# How to tame goats?



## Jason Etherington (May 1, 2020)

I just got goats for the first time. I bought three mini nubians, mama (3 years) and her two does (5 weeks). Our purpose in getting goats is for milking (and 'cause we like goats). The problem is that mom came from a large herd of goats and never got a lot of personal human attention. She is skittish for sure and that makes the idea of milking her daunting. What should I be doing to get her calm around me. Since getting them a week ago I started with the idea that I needed to catch them and handle them often. They never really seemed settled in and were not eating much. After a couple of days I decided to just take treats in and set them next to me and sit there for an hour or so. In the last couple of days they are eating more and seem more comfortable around me, but they don't like to get very close still. What have you found to be the best way for goats to allow you to handle them?


----------



## Iluvlilly! (Apr 6, 2019)

I would keep doing what you are doing! The more time you spend sitting there and giving them treats they will get more comfortable with you! And welcome to the forum!!


----------



## MellonFriend (Aug 8, 2017)

Having patience is really helpful! One of my two first does was really shy when I got her. She didn't like to be touched or even for me to get close to her. Taking time to just sit in her pen and being close by in a calm manner is the right way to go. Handing out treats is also a great way to make goat friends. Take treats out every time you go, and in no time she start approaching you when you come. Also don't be too quick to pet her when you think she is ready, a good cheek pet is a good place to start so she can see your hand. Also, never never *never* chase her. If you need to catch her get her in a small area you can quickly restrain her in. There is _nothing_ worse to make a goat distrust you than chasing.

You sound like you are doing a good job so far, but it does take time. (thumbup)


----------



## Makenna (Aug 16, 2019)

I would keep doing what you are doing! When I first got my goats, they were afraid of me and would all group together in a corner. After you start feeding them and giving them treats they gain your trust and start to like you. Just have patience and believe in yourself!


----------



## MadHouse (Oct 3, 2019)

I agree to what has been said. Patience, treats and no chasing.
I don’t know if you can apply this to your situation, but for mine, when they went in the barn for the night, I would give them their grain on the stall floor one at a time, and brush them while they gobbled it down. For some reason the brush wasn’t as scary as my hands. Also, they let me pet them through a fence, and started enjoying that, it seemed safer to them.


----------



## Mrsadface (Apr 27, 2020)

I did the same to clear brush and they would always run into the brush when I came through the gate. I bought a wether that was bottle fed and a pet. They now let me hand feed them grain and I can get in a pet every now and then. This is without any other works except bringing in the pet goat.

· · · · ·

List the usernames of everyone who replied to the opening post in the goat-taming thread above.

- PROVIDED DATA -
· · · · ·

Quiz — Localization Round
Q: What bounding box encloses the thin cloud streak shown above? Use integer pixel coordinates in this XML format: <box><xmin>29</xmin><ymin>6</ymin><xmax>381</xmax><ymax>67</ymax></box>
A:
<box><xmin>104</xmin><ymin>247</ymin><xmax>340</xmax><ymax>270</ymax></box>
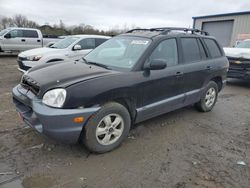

· · · · ·

- RESPONSE TO THE EXERCISE -
Iluvlilly!, MellonFriend, Makenna, MadHouse, Mrsadface